* [DIRECTION] Transcribe the records exactly. Pictures do not belong in the transcription.

* [GIVEN RECORDS]
======

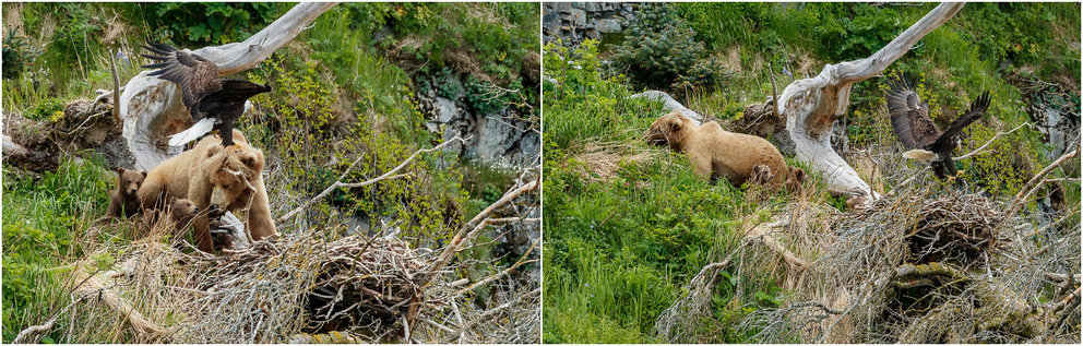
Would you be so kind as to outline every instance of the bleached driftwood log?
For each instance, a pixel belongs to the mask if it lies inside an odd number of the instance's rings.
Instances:
[[[204,47],[192,52],[213,61],[222,75],[254,67],[286,45],[334,2],[301,2],[278,20],[242,43]],[[120,95],[123,136],[135,157],[136,169],[152,169],[182,147],[169,147],[169,135],[192,124],[180,100],[176,84],[147,75],[144,71],[124,86]]]
[[[823,174],[829,189],[861,196],[865,202],[880,198],[831,148],[831,128],[846,112],[854,83],[879,74],[962,8],[959,2],[941,3],[871,57],[828,64],[819,75],[794,81],[783,91],[776,107],[782,107],[778,114],[786,117],[797,158]]]

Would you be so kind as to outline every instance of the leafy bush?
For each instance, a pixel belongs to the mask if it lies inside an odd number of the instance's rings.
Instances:
[[[34,59],[41,51],[36,49],[26,36],[15,34],[15,29],[5,28],[3,35],[3,79],[19,79],[23,72],[32,69]]]
[[[636,87],[687,91],[714,87],[728,72],[711,56],[695,32],[666,4],[644,4],[628,23],[614,64]]]
[[[334,95],[317,77],[314,63],[287,69],[279,58],[265,63],[261,70],[249,72],[257,83],[269,83],[273,91],[257,96],[255,102],[264,118],[252,119],[249,138],[263,147],[269,157],[278,157],[277,169],[282,175],[272,176],[269,186],[290,191],[288,195],[312,195],[337,179],[336,172],[345,171],[355,160],[345,181],[365,181],[374,178],[410,156],[417,148],[410,139],[428,142],[424,138],[403,138],[391,131],[379,131],[366,119],[348,119],[334,107]],[[420,127],[424,117],[416,107],[410,114],[394,115]],[[360,114],[360,112],[357,112]],[[288,135],[285,135],[288,133]],[[329,147],[328,143],[334,143]],[[331,222],[340,214],[360,215],[376,220],[380,217],[409,220],[401,227],[404,236],[421,240],[443,239],[460,220],[445,217],[444,205],[464,201],[465,192],[459,189],[461,177],[453,169],[437,169],[438,162],[447,162],[443,153],[427,154],[402,170],[413,177],[392,179],[372,186],[337,191],[323,211],[309,220],[314,225]],[[440,157],[437,159],[436,157]],[[452,163],[454,160],[451,160]],[[330,206],[340,207],[331,213]],[[337,219],[334,219],[337,220]],[[445,220],[450,220],[445,223]]]

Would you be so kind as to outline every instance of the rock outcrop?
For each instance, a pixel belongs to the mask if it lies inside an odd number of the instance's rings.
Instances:
[[[542,13],[545,43],[559,40],[574,46],[584,39],[600,39],[602,35],[618,33],[624,20],[631,17],[633,2],[547,2]]]

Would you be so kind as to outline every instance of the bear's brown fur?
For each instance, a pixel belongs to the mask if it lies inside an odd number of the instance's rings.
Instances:
[[[723,130],[714,121],[695,124],[678,110],[655,120],[646,140],[688,154],[692,171],[705,179],[725,178],[741,186],[754,177],[762,181],[752,182],[764,183],[773,191],[783,186],[797,188],[805,181],[805,171],[787,167],[778,150],[766,140]]]
[[[109,207],[106,208],[105,216],[99,222],[109,220],[120,216],[132,217],[138,214],[140,205],[139,188],[146,180],[146,170],[128,170],[123,167],[117,168],[117,190],[112,191]]]
[[[190,199],[200,210],[224,208],[246,222],[253,240],[277,235],[263,186],[263,153],[234,130],[230,147],[218,136],[206,136],[195,147],[166,159],[147,176],[140,189],[144,206],[162,205],[169,198]],[[194,219],[195,241],[202,251],[214,251],[206,215]]]
[[[185,236],[185,230],[192,225],[192,220],[199,214],[200,208],[192,200],[169,198],[165,208],[147,210],[143,213],[136,237],[152,236],[151,239],[157,239],[157,235],[169,234],[172,235],[172,239],[178,239]]]

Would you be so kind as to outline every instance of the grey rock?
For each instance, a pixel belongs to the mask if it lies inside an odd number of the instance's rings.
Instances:
[[[598,21],[597,29],[603,34],[620,32],[620,22],[614,19]]]
[[[583,24],[586,24],[586,11],[572,9],[569,20],[571,21],[571,26],[583,26]]]
[[[455,106],[455,102],[437,96],[435,99],[437,121],[448,123],[459,117],[459,107]]]
[[[583,34],[584,34],[584,36],[586,36],[590,39],[598,39],[598,38],[602,37],[602,34],[598,33],[598,31],[596,31],[596,29],[588,29],[588,31],[583,32]]]

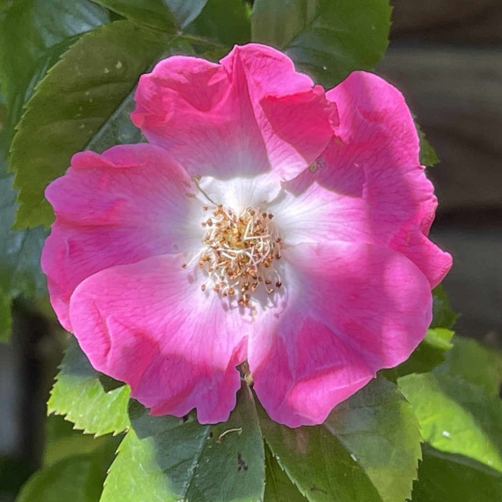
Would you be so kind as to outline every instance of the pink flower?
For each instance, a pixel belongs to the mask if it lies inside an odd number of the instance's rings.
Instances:
[[[76,154],[46,192],[51,300],[96,369],[213,423],[247,360],[296,427],[408,358],[451,259],[398,90],[355,72],[325,93],[250,44],[161,61],[135,99],[150,144]]]

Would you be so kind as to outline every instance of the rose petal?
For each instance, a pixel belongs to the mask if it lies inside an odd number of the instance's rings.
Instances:
[[[115,147],[74,155],[66,174],[46,190],[56,221],[42,254],[51,302],[71,330],[70,296],[86,278],[149,256],[192,250],[203,232],[202,203],[190,177],[161,149]]]
[[[221,64],[185,56],[140,80],[131,115],[191,174],[228,178],[274,170],[294,177],[322,152],[334,105],[281,53],[236,46]]]
[[[340,238],[399,250],[435,286],[451,257],[435,253],[430,258],[434,246],[426,237],[414,238],[423,245],[407,244],[410,232],[428,234],[437,201],[420,164],[418,136],[403,95],[375,75],[354,72],[326,96],[338,109],[335,136],[315,168],[300,175],[290,189],[300,193],[315,180],[332,190],[338,201],[332,204],[333,216],[345,222]]]
[[[247,325],[238,309],[203,292],[180,255],[102,271],[71,297],[74,333],[92,365],[129,384],[153,415],[226,420],[240,387]]]
[[[406,360],[432,319],[425,277],[391,249],[348,242],[284,250],[289,299],[255,323],[248,360],[270,417],[322,423],[376,371]]]

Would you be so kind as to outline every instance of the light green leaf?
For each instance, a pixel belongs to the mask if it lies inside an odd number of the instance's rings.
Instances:
[[[116,21],[83,35],[52,67],[30,100],[13,142],[18,227],[52,222],[46,186],[106,127],[141,74],[173,45],[129,21]]]
[[[92,0],[136,23],[173,31],[200,14],[207,0]]]
[[[402,502],[420,458],[413,412],[395,385],[377,379],[337,406],[324,423],[289,429],[263,411],[264,436],[311,502]]]
[[[228,421],[201,425],[151,417],[132,402],[132,428],[118,449],[101,502],[257,502],[265,458],[253,397],[243,385]],[[141,465],[141,469],[138,466]]]
[[[95,438],[73,428],[73,424],[62,416],[47,417],[45,427],[45,448],[43,465],[49,467],[63,458],[74,455],[87,455],[107,448],[111,453],[116,449],[121,439],[115,436]],[[111,443],[113,443],[112,444]]]
[[[0,74],[10,133],[37,83],[81,34],[109,22],[88,0],[16,0],[0,21]],[[22,64],[21,64],[22,62]]]
[[[413,502],[499,502],[502,474],[460,455],[424,449]]]
[[[124,431],[129,425],[129,388],[105,392],[99,375],[72,337],[51,391],[48,413],[66,415],[76,429],[96,436]]]
[[[380,61],[390,16],[388,0],[255,0],[252,34],[329,88]]]
[[[410,374],[398,383],[425,441],[502,471],[502,401],[458,374]]]
[[[16,502],[97,502],[116,445],[114,439],[100,442],[92,453],[77,452],[38,471]]]

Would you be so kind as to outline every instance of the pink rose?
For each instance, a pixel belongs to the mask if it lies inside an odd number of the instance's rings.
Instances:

======

* [TASK SOLUTION]
Would you be so kind as to outline every instance of the bleached driftwood log?
For each instance, a pixel belongs to the mask if it lies inside an odd number of the instance's rings.
Instances:
[[[204,47],[192,52],[213,61],[222,75],[254,67],[286,45],[334,2],[301,2],[278,20],[242,43]],[[120,95],[123,136],[135,157],[136,169],[152,169],[182,147],[169,147],[169,135],[192,124],[180,100],[176,84],[147,75],[144,71],[124,86]]]
[[[823,174],[829,189],[861,196],[865,202],[880,198],[831,148],[831,128],[846,112],[854,83],[879,74],[962,8],[959,2],[941,3],[871,57],[828,64],[819,75],[794,81],[783,91],[776,107],[782,107],[778,114],[786,117],[797,158]]]

Would you be so kind as to outline every instance of the leafy bush?
For each instance, a pixel belongs to the mask if it lies inside an odd number of the instance's rings.
Instances:
[[[34,59],[41,51],[36,49],[26,36],[15,34],[15,29],[5,28],[3,35],[3,79],[19,79],[23,72],[32,69]]]
[[[636,87],[687,91],[714,87],[728,72],[711,56],[695,32],[666,4],[644,4],[628,23],[614,64]]]
[[[334,95],[317,77],[314,63],[287,69],[279,58],[265,63],[261,70],[249,72],[257,83],[269,83],[273,91],[257,96],[255,102],[264,118],[252,119],[249,138],[263,147],[269,157],[278,157],[277,169],[282,175],[272,176],[269,186],[290,191],[288,195],[312,195],[337,179],[336,172],[345,171],[355,160],[345,181],[365,181],[374,178],[410,156],[417,148],[410,139],[428,142],[424,138],[403,138],[391,131],[379,131],[366,119],[348,119],[334,107]],[[420,127],[424,117],[416,107],[410,114],[394,115]],[[360,114],[360,112],[357,112]],[[288,135],[285,135],[288,133]],[[329,147],[328,143],[334,143]],[[331,222],[340,214],[360,215],[376,220],[380,217],[409,220],[401,227],[404,236],[421,240],[443,239],[460,220],[445,217],[444,205],[464,201],[465,192],[459,189],[461,177],[453,169],[437,169],[438,162],[447,162],[443,153],[427,154],[402,170],[413,177],[392,179],[372,186],[337,191],[323,211],[309,220],[314,225]],[[440,157],[437,159],[436,157]],[[452,163],[454,160],[451,160]],[[330,206],[340,207],[331,213]],[[337,219],[334,219],[337,220]],[[445,220],[450,220],[445,223]]]

Would you be so kind as to outline every instance of the rock outcrop?
For each instance, a pixel belongs to the mask if it lies inside an odd number of the instance's rings.
Instances:
[[[542,13],[545,43],[559,40],[574,46],[584,39],[600,39],[602,35],[618,33],[624,20],[631,17],[633,2],[547,2]]]

Would you be so kind as to outline every instance of the bear's brown fur?
For each instance, a pixel belongs to the mask if it lies inside an odd number of the instance's rings.
Instances:
[[[723,130],[714,121],[695,124],[678,110],[655,120],[646,140],[688,154],[692,171],[705,179],[725,178],[741,186],[754,177],[762,181],[752,182],[764,183],[773,191],[783,186],[797,188],[805,181],[805,171],[787,167],[778,150],[766,140]]]
[[[109,207],[106,208],[105,216],[99,222],[109,220],[120,216],[132,217],[138,214],[140,205],[139,188],[146,180],[146,170],[128,170],[123,167],[117,168],[117,190],[112,191]]]
[[[190,199],[200,210],[224,208],[246,222],[253,240],[277,235],[263,186],[263,153],[234,130],[230,147],[218,136],[206,136],[195,147],[166,159],[147,176],[140,189],[144,206],[162,205],[169,198]],[[194,219],[195,241],[202,251],[214,251],[206,215]]]
[[[185,236],[185,230],[192,225],[192,220],[199,214],[200,208],[192,200],[169,198],[165,208],[147,210],[143,213],[136,237],[152,236],[151,239],[157,239],[157,235],[169,234],[172,235],[172,239],[178,239]]]

Would you be so kind as to outline every instance of the grey rock?
For each instance, a pixel belongs to the mask if it lies inside an odd number of the instance's rings.
Instances:
[[[598,21],[597,29],[603,34],[620,32],[620,22],[614,19]]]
[[[583,24],[586,24],[586,11],[572,9],[569,20],[571,21],[571,26],[583,26]]]
[[[455,106],[455,102],[437,96],[435,99],[437,121],[448,123],[459,117],[459,107]]]
[[[583,34],[584,34],[584,36],[586,36],[590,39],[598,39],[598,38],[602,37],[602,34],[598,33],[598,31],[596,31],[596,29],[588,29],[588,31],[583,32]]]

Would you be so kind as to outline every instance of the pink flower?
For each instance, a pixel belongs to the mask if it lies inside an odd number of the instance's rings.
Instances:
[[[76,154],[46,192],[51,300],[96,369],[213,423],[247,360],[296,427],[408,358],[451,259],[398,90],[355,72],[325,93],[250,44],[161,61],[135,99],[150,144]]]

Would you be so kind as to outline every instance of the rose petal?
For each instance, a pixel belongs to the mask if it lies inside an odd number of the instance's rings.
Instances:
[[[115,147],[74,155],[66,174],[46,190],[56,221],[42,254],[51,302],[71,330],[70,296],[86,278],[149,256],[192,250],[203,232],[202,203],[190,177],[161,149]]]
[[[221,64],[185,56],[140,80],[131,115],[191,174],[228,178],[274,170],[294,177],[322,152],[334,105],[281,53],[236,46]]]
[[[340,238],[399,250],[435,286],[451,257],[435,253],[430,258],[434,246],[426,237],[414,238],[423,245],[407,244],[410,232],[428,234],[437,201],[420,164],[418,136],[403,95],[375,75],[354,72],[326,96],[338,109],[335,136],[315,168],[300,175],[290,189],[300,193],[315,180],[332,190],[338,201],[332,204],[333,216],[345,222]]]
[[[247,325],[238,309],[203,292],[180,255],[102,271],[71,297],[74,333],[92,365],[129,384],[153,415],[226,420],[240,387]]]
[[[406,360],[432,319],[425,277],[391,249],[348,242],[284,250],[289,299],[255,323],[248,360],[270,417],[322,423],[376,371]]]

Would you be so kind as to outline every instance of the light green leaf?
For each instance, a pixel belongs to the mask if it lies inside an odd number of the instance's rings.
Instances:
[[[116,21],[83,35],[52,67],[30,100],[13,142],[18,227],[52,222],[46,186],[106,127],[141,74],[173,45],[129,21]]]
[[[92,0],[136,23],[173,31],[200,14],[207,0]]]
[[[402,502],[420,458],[413,412],[395,385],[377,379],[337,406],[324,423],[289,429],[263,411],[264,436],[311,502]]]
[[[228,421],[201,425],[151,417],[132,402],[132,428],[118,449],[101,502],[257,502],[265,458],[253,397],[243,385]],[[141,465],[141,469],[138,466]]]
[[[95,438],[73,428],[73,424],[62,416],[47,417],[45,427],[45,448],[43,465],[49,467],[63,458],[74,455],[87,455],[107,448],[111,453],[116,449],[121,439],[115,436]],[[111,443],[113,443],[112,444]]]
[[[0,74],[10,133],[37,83],[81,34],[109,22],[88,0],[16,0],[0,21]],[[22,64],[21,64],[22,62]]]
[[[413,502],[499,502],[502,474],[460,455],[424,449]]]
[[[124,431],[129,425],[129,388],[105,392],[99,375],[72,337],[51,391],[48,413],[66,415],[76,429],[96,436]]]
[[[380,61],[390,16],[388,0],[255,0],[252,34],[329,88]]]
[[[410,374],[398,383],[425,441],[502,471],[502,401],[458,374]]]
[[[16,502],[97,502],[116,445],[114,439],[100,442],[92,453],[77,452],[38,471]]]

Would you be so kind as to outline every instance of the pink rose?
For each instance, a pixel belongs to the mask if it lies inside an odd number of the instance's rings.
Instances:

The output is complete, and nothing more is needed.